### Directions
Each record below should appear again exactly as written.

### Stored rows
□ □ □ □ □ □ □

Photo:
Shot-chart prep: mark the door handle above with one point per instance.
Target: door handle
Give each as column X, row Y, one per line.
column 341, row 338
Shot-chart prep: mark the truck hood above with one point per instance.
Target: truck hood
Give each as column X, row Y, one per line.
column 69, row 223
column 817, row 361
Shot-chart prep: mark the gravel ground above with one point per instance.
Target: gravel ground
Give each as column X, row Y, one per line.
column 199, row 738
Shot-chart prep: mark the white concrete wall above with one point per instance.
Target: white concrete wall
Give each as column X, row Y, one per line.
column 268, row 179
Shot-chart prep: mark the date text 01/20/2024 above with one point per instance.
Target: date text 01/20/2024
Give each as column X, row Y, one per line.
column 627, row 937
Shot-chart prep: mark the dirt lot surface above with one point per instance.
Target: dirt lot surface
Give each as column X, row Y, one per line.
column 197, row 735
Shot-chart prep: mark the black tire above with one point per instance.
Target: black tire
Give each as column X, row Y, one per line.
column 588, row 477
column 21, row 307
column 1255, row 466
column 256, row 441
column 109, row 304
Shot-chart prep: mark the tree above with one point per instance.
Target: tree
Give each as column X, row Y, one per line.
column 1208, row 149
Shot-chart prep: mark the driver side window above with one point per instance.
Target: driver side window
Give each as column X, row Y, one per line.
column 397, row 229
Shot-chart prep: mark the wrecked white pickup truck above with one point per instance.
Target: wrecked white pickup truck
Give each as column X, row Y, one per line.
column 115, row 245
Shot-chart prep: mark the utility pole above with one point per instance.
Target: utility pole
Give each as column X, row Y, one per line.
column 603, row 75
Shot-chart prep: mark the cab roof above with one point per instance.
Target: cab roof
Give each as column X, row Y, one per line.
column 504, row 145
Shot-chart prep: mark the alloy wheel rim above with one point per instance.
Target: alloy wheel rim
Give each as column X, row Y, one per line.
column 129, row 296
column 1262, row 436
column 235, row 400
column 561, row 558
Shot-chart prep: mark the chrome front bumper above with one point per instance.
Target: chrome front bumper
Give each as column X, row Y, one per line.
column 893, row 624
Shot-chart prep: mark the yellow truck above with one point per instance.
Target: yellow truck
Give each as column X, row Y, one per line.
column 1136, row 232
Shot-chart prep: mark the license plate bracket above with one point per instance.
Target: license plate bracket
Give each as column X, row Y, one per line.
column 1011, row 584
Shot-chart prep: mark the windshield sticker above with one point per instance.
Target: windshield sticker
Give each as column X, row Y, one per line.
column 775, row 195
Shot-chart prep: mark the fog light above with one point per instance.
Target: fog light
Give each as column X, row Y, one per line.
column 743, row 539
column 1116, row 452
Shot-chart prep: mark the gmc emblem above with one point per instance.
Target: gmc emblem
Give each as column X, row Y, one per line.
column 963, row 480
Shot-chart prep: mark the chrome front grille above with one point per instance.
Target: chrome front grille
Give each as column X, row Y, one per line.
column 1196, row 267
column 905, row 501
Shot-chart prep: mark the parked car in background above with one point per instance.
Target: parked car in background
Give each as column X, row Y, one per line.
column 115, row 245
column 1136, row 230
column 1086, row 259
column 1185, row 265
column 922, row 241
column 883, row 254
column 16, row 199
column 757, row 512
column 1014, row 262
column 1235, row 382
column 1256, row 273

□ □ □ □ □ □ □

### Result below
Photo:
Shot-chart prep: mark the door handle above with one point per instance.
Target: door handle
Give each as column X, row Y, one per line.
column 341, row 338
Shot-chart prep: mark the truck hood above with one point per instance.
Target: truck hood
Give each as column X, row Y, one per line.
column 69, row 223
column 817, row 361
Shot-chart prep: mark the gravel ground above with one point per instance.
Target: gravel ground
Give each as column X, row Y, one per line.
column 199, row 738
Shot-chart prep: mark the white concrete wall above with one point per instance.
Target: white concrete wall
Give each as column X, row Y, one per line.
column 268, row 179
Shot-chart prep: mark the date text 01/20/2024 above with one point per instance.
Target: date text 01/20/2024
Give each as column X, row Y, one per line.
column 627, row 937
Shot-chart prep: mark the dirt lot surface above with one point per instance.
Target: dirt lot surface
Give each as column X, row Y, one per line.
column 197, row 735
Shot-chart prep: mark the black tire above with one point per instance.
Target: black tire
Give each as column X, row Y, one per line.
column 588, row 477
column 21, row 307
column 1255, row 466
column 256, row 441
column 109, row 304
Shot-chart prep: mark the tree above with one point per instance.
Target: tree
Give each as column X, row Y, one per line.
column 1208, row 149
Shot-chart prep: mark the driver side window above with one point per instance.
Target: driver side window
Give each as column X, row Y, one per line.
column 397, row 229
Shot-chart prep: mark the wrecked white pickup truck above with one point per instance.
Target: wrecked white pickup truck
Give each as column X, row Y, one per line.
column 115, row 245
Shot-chart prep: mark the utility pole above with one point per instance.
Target: utility pole
Give each as column X, row Y, one per line.
column 603, row 75
Shot-chart prep: mark the cab roof above with one point per instance.
Target: cab roof
Give each as column X, row Y, one per line.
column 504, row 145
Shot-chart prep: mark the alloy wheel rim above with one point per instance.
Target: alloy wheel rim
Give each as column X, row Y, one per line.
column 129, row 296
column 1262, row 436
column 235, row 400
column 561, row 558
Shot-chart prep: mark the chrome front bumper above with one point per instance.
Target: chrome front bumper
Give each as column X, row Y, one per line.
column 893, row 624
Shot-chart prep: mark the yellow truck above with one point per instance.
Target: yellow truck
Give each as column X, row Y, one per line.
column 1136, row 232
Shot-chart prep: mark the license plate bracket above with one point per instance.
Target: license plate bracket
Give each as column X, row Y, one per line.
column 1011, row 584
Shot-chart prep: mark the windshield sticker above with one point per instance.
Target: windshield sticker
Give each as column X, row Y, one per line.
column 775, row 195
Shot-chart prep: mark the fog light above with one point per instance.
Target: fog light
Give each as column X, row Y, one per line.
column 743, row 539
column 1116, row 452
Shot-chart prep: mark the gmc emblem above with one point per instance.
Target: gmc emblem
Give each as column X, row Y, one per line.
column 963, row 480
Shot-chart prep: mark the chrome front grille above with one point per instance.
Target: chrome front grille
Give each as column X, row Y, one per line.
column 1196, row 267
column 905, row 501
Shot-chart prep: mark the parked car in background above with one point per instance.
Target: parked car in background
Give each as column X, row Y, one per line.
column 115, row 245
column 1136, row 230
column 1086, row 259
column 1185, row 265
column 922, row 241
column 883, row 254
column 16, row 199
column 757, row 512
column 1014, row 262
column 1235, row 382
column 1256, row 273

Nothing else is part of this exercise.